Content starts
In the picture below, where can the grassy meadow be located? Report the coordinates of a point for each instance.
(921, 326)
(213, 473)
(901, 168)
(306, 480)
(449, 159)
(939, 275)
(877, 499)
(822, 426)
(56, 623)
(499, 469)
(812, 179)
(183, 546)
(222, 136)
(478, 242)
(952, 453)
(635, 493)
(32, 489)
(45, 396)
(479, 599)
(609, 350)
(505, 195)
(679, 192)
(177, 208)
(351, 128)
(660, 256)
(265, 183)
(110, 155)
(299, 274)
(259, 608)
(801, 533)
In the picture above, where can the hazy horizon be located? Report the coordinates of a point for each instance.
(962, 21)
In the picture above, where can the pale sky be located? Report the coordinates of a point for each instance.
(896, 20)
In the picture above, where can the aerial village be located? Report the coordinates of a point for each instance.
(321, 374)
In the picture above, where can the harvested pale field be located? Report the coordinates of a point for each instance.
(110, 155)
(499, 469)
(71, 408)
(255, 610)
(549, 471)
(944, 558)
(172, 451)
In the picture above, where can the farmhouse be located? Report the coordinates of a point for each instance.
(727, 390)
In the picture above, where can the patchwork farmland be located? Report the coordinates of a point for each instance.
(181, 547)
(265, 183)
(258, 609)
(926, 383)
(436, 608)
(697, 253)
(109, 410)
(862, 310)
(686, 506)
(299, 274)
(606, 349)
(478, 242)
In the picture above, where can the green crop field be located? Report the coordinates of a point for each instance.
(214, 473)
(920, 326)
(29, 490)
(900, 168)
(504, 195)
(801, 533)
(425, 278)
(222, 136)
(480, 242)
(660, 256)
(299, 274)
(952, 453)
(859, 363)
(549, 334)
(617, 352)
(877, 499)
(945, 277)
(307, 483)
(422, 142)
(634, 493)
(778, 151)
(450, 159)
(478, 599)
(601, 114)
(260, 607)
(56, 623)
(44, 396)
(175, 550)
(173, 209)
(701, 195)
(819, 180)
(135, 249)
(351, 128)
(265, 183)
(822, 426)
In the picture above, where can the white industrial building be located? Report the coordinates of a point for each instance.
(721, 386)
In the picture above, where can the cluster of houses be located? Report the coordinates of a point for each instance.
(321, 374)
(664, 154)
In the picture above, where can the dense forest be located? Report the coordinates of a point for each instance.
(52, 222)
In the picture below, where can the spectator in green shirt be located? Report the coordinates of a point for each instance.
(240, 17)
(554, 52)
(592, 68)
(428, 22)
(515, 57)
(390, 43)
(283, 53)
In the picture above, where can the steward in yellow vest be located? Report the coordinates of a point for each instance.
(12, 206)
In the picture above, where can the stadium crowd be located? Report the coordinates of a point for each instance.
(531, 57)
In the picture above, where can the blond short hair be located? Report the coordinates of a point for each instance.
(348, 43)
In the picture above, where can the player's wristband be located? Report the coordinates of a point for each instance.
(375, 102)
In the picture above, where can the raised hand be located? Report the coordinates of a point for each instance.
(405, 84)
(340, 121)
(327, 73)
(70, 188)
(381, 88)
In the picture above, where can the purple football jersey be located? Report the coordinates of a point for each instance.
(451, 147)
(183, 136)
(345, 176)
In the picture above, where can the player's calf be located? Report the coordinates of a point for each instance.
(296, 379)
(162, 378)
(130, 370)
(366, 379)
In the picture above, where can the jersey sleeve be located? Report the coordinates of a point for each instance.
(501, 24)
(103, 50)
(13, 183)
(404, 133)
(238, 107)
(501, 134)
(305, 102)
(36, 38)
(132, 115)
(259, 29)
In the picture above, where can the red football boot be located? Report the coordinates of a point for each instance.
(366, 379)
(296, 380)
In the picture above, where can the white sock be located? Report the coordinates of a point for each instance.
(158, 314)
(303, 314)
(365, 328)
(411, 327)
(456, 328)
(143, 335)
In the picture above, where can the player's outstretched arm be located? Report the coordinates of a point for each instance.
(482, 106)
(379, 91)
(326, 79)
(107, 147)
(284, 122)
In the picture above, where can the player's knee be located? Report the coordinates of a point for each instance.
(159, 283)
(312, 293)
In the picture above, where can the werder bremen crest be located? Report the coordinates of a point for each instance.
Content ends
§ Task
The full listing above should be repeated without omission.

§ Your response
In the picture below, where can the grassy meadow be located? Report the coordinates of a point for each instance.
(921, 326)
(213, 473)
(901, 168)
(306, 480)
(449, 159)
(939, 275)
(877, 499)
(822, 426)
(56, 623)
(499, 469)
(812, 179)
(183, 546)
(222, 136)
(478, 242)
(952, 453)
(635, 493)
(32, 489)
(45, 396)
(479, 599)
(609, 350)
(505, 195)
(679, 192)
(177, 208)
(351, 128)
(660, 256)
(265, 183)
(110, 155)
(299, 274)
(259, 608)
(801, 533)
In the picture above, where can the hazy horizon be located? Report the coordinates of a point for each instance.
(962, 21)
In the picture above, where can the pale sky be located? Report the coordinates of a point for each instance.
(896, 20)
In the picture above, where can the aerial village be located? Report the coordinates of a point for each instance.
(321, 374)
In the picture above, where can the harvested pale field be located? Report the coordinates of a point for each instance.
(110, 155)
(499, 469)
(71, 408)
(255, 610)
(549, 471)
(944, 558)
(172, 451)
In the picture above, where can the farmhouse be located? Report the coordinates of a point for each instance.
(727, 390)
In the picture above, where can the patchwork farmland be located? Report the coordinates of a point for each instance.
(181, 547)
(265, 183)
(258, 609)
(926, 383)
(436, 608)
(697, 253)
(109, 410)
(862, 310)
(686, 506)
(299, 274)
(606, 349)
(478, 242)
In the picture above, where can the green crop field be located? Report the coordinates of a point for each instance.
(214, 473)
(920, 326)
(29, 490)
(900, 168)
(504, 195)
(801, 533)
(425, 278)
(222, 136)
(480, 242)
(660, 256)
(299, 274)
(952, 453)
(859, 363)
(549, 334)
(617, 352)
(877, 499)
(945, 277)
(307, 483)
(422, 142)
(634, 493)
(778, 151)
(450, 159)
(478, 599)
(601, 114)
(260, 607)
(56, 623)
(44, 396)
(175, 550)
(173, 209)
(701, 195)
(819, 180)
(135, 249)
(351, 128)
(265, 183)
(822, 426)
In the picture above, where can the white industrial building be located? Report the coordinates of a point for each instance.
(721, 386)
In the picture above, where can the cluster of houses be located? Report the coordinates of a point for each instance.
(321, 374)
(664, 154)
In the picture above, where can the dense forest be located? Report the coordinates of a point for each instance.
(52, 222)
In the picture below, where can the spectator in green shirt be located? Report the coordinates of a point for each instance.
(240, 17)
(554, 52)
(592, 68)
(428, 22)
(515, 57)
(390, 43)
(283, 53)
In the picture above, where can the steward in yellow vest be located? Report the coordinates of a point for each instance.
(12, 206)
In the picture above, where can the stadium crowd be located? Report the coordinates of a point for each instance.
(531, 57)
In the picture above, where can the blond short hair be located? Report the coordinates of a point for each instance.
(348, 43)
In the picture above, where can the player's wristband be located? Report the coordinates of a point for each instance.
(375, 102)
In the picture above, where can the raised hand be located? Report the coordinates of a point for each instance.
(405, 84)
(340, 121)
(327, 73)
(70, 188)
(381, 88)
In the picture above, where can the purple football jersey be located? Report the coordinates of a point for each instance.
(451, 147)
(183, 136)
(345, 176)
In the picture above, where can the player's calf be located? Report the coordinates of a point for each instance.
(296, 379)
(162, 378)
(130, 370)
(366, 379)
In the picture above, where can the jersey sleeve be located? Report the coordinates of a point for each instance.
(501, 24)
(103, 50)
(13, 183)
(404, 133)
(238, 107)
(501, 134)
(305, 102)
(36, 38)
(132, 115)
(259, 29)
In the picture above, where can the red football boot be located? Report the coordinates of a point for each instance.
(366, 379)
(296, 380)
In the picture above, where can the white sock be located? Report the coordinates of a point for each instance.
(158, 314)
(303, 314)
(365, 328)
(411, 327)
(456, 328)
(143, 335)
In the picture above, where can the player's outstretched arm be located? Report the coordinates of a point for each instance.
(482, 106)
(379, 91)
(326, 79)
(107, 147)
(284, 122)
In the picture above, where can the player's knee be located? Report the coordinates of a point for each instance.
(159, 283)
(312, 293)
In the picture above, where can the werder bremen crest be located? Report the coordinates of a point for each instance.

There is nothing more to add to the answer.